GIVEN INSTRUCTION - Recast the stretch of the listing below from the line containing "# test: pointer returns one pin per instance of the vintage" through the line containing "(1175, 224)", both ends included, as a JSON list of strings. Give one string per line and leave out blank lines.

DATA SHOWN -
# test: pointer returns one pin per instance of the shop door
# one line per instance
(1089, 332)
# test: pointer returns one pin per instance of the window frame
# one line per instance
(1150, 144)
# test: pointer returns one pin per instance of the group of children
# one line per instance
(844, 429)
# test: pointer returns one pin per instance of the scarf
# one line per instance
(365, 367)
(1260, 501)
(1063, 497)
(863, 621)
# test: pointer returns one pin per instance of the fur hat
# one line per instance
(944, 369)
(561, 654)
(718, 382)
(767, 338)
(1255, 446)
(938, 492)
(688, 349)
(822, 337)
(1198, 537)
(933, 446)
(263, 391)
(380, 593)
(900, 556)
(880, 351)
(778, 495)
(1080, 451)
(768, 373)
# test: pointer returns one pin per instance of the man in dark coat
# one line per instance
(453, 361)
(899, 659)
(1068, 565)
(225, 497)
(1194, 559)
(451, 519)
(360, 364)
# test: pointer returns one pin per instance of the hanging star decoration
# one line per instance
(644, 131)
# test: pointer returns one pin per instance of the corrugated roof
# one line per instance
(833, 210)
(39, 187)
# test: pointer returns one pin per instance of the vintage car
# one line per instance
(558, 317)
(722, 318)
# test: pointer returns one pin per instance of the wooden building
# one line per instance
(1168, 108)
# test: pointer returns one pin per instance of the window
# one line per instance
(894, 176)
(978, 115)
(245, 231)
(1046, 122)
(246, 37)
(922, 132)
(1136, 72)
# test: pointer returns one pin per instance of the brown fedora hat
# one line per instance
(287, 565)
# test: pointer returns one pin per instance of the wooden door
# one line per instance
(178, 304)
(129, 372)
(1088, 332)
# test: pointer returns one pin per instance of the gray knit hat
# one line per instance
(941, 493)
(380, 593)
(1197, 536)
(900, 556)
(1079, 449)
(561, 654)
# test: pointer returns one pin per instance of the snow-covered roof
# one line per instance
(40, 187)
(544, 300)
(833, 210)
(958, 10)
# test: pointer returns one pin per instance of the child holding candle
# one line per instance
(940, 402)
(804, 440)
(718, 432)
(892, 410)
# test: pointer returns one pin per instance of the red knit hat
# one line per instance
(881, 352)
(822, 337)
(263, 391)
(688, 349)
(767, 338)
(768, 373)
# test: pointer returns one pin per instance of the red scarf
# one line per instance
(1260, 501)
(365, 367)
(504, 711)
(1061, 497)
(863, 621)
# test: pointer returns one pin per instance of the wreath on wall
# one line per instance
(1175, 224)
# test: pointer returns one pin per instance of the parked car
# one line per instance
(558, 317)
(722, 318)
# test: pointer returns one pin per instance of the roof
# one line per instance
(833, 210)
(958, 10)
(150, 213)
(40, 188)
--
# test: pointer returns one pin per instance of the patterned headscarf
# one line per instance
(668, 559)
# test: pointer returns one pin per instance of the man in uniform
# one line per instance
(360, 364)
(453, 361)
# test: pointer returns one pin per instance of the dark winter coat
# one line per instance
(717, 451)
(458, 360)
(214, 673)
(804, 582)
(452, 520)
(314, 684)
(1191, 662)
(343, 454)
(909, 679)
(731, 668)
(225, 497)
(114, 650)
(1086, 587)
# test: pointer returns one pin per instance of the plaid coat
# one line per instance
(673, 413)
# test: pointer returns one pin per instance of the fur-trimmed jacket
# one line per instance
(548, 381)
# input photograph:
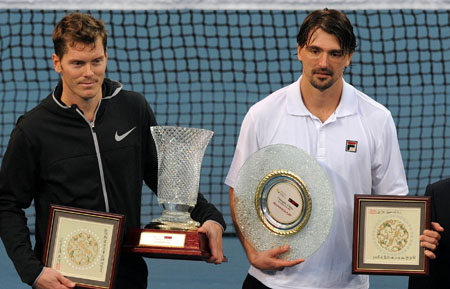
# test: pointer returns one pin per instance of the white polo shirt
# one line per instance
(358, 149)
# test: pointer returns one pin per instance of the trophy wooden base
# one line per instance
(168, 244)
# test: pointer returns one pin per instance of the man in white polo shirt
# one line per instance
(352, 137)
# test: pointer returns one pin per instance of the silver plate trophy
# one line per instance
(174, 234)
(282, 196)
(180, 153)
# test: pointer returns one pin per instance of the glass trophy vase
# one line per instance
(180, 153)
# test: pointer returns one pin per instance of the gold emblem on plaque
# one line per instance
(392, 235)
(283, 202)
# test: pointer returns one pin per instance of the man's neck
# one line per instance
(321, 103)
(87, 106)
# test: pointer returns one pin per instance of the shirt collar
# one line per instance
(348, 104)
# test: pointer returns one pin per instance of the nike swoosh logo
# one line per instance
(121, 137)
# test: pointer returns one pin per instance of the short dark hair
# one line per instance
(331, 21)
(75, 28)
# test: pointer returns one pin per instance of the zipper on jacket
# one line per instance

OUTPUT FOR THIS TASK -
[
  "# test: pointer returns one pin per instance of the vintage car",
  "# one line per instance",
  "(558, 317)",
  "(722, 318)",
  "# test: pointer returns one pin per instance of the wooden building",
  "# one line per instance",
  "(1168, 108)",
  "# test: pointer returns one pin per instance of the window",
  "# one line per instance",
  "(894, 176)",
  "(978, 115)",
  "(245, 231)",
  "(1046, 122)",
  "(246, 37)",
  "(922, 132)",
  "(1136, 72)",
  "# test: pointer returns one pin per instance of the brown fedora hat",
  "# one line per instance",
  "(287, 565)",
  "# test: pointer returns one pin per instance of the wooden door",
  "# one line per instance",
  "(178, 304)",
  "(129, 372)",
  "(1088, 332)",
  "# test: pointer returns one pin per instance of the gray knit hat",
  "# one line per instance",
  "(941, 493)",
  "(380, 593)",
  "(1197, 536)",
  "(900, 556)",
  "(1079, 449)",
  "(561, 654)",
  "# test: pointer returns one pin per instance of the snow-covered roof",
  "# one line per instance",
  "(40, 187)",
  "(544, 300)",
  "(833, 210)",
  "(958, 10)",
  "# test: pointer returns one pin per instance of the child holding candle",
  "# one line per instance",
  "(940, 402)",
  "(804, 440)",
  "(718, 432)",
  "(892, 410)",
  "# test: pointer returns one pin per instance of the red knit hat",
  "# one line per instance",
  "(881, 352)",
  "(822, 337)",
  "(263, 391)",
  "(688, 349)",
  "(767, 338)",
  "(768, 373)",
  "# test: pointer returns one pin per instance of the red scarf",
  "# one line per instance",
  "(1260, 501)",
  "(365, 367)",
  "(504, 711)",
  "(1061, 497)",
  "(863, 621)",
  "# test: pointer returns one pin per instance of the wreath on wall",
  "# one line per instance",
  "(1175, 224)"
]